======== ESTRATTO SCELTO ========

E’ proprio vero; ed è probabilmente per questo che gli oggetti ci ossessionano tanto: potrebbe essere addirittura questa la chiave per comprendere come riescano i suoi testi – pur trattando spesso temi e sentimenti al limite dell’indefinibile – a conservare il potere di arrivare a un pubblico tanto vasto. Di certo Reza tiene molto all’aspetto di immediatezza e (apparente) semplicità della sua opera. Quando le chiedo se secondo lei i suoi lavori, che svelano, attraverso la lente della più segreta conflittualità fra le persone, gli arcani del prestigio (più ancora, forse, che quelli del potere), possano essere legittimamente affiliati alla grande tradizione francese della comédie des moeurs, lei frena subito il mio entusiasmo teorico: “Non ho uno sguardo critico sul mio lavoro”, mi dice. “Voglio dire, non dal punto di vista accademico o ‘culturale’. E sono piuttosto felice di conservare la mia ignoranza su questo aspetto”.

 

Ma la vastità del pubblico porta con sé una conseguenza logica e inevitabile: Reza, che è letta in tutto il mondo è tradotta in oltre 30 lingue. Non posso non chiedere, a lei che è evidentemente così attenta agli aspetti linguistici del suo lavoro, e che in ogni riga che scrive dimostra di avere un orecchio estremamente allenato e raffinato, che rapporto abbia con le traduzioni dei suoi testi.

======== SEZIONE DEL DATASET ========

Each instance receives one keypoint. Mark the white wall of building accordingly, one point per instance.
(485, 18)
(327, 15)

========

## OBIETTIVI
• A. Quali frasi riporta tra virgolette il brano su Reza come parole pronunciate da lei? Elencale tutte.
• B. Continua il brano su Reza a partire dalla sua ultima frase.

## RISULTATI PER COMPITO
• A.
- "Non ho uno sguardo critico sul mio lavoro"
- "Voglio dire, non dal punto di vista accademico o ‘culturale’."
- "E sono piuttosto felice di conservare la mia ignoranza su questo aspetto"

• B.
“Le traduzioni”, mi risponde Yasmina, che fra l’altro capisce e parla anche l’italiano, “sono inevitabilmente dolorose, per la semplice ragione che è impossibile tradurre la musicalità di una lingua. So, con assoluta certezza, che se scrivessi in una lingua che non fosse il francese non scriverei nello stesso modo. Non formulerei le mie frasi con lo stesso ritmo; anzi, forse scriverei addirittura frasi del tutto diverse. Il traduttore lavora, con onestà, con l’oggetto che gli viene presentato. Non può inventarne un altro. Nel teatro poi la questione si fa ancora più delicata, perché non bisogna soltanto tradurre il senso eccetera, ma anche rendere delle intonazioni. Io scrivo un teatro pieno di non detti e di sottintesi. La mia scrittura è molto ellittica, proprio per favorire l’attore. Ed è importante restituire questa peculiare sfumatura. Su questo aspetto ho lavorato molto con Christopher Hampton, che è un drammaturgo anche lui e che ha tradotto quasi tutte le mie pièces in inglese”.

 

E’ certamente vero che il fascino della scrittura di Reza, anche in traduzione, deve molto all’alternanza fra omissioni ed epifanie; alla misura perfetta della distanza fra sguardo e personaggi. A un’attenzione elegante, mai invadente, per le vite tutte simili e tutte diverse, affollate di oggetti, di frivolezze e di disperazioni, di questi ego sperimentali, verso cui ci guida il caso – che non esiste.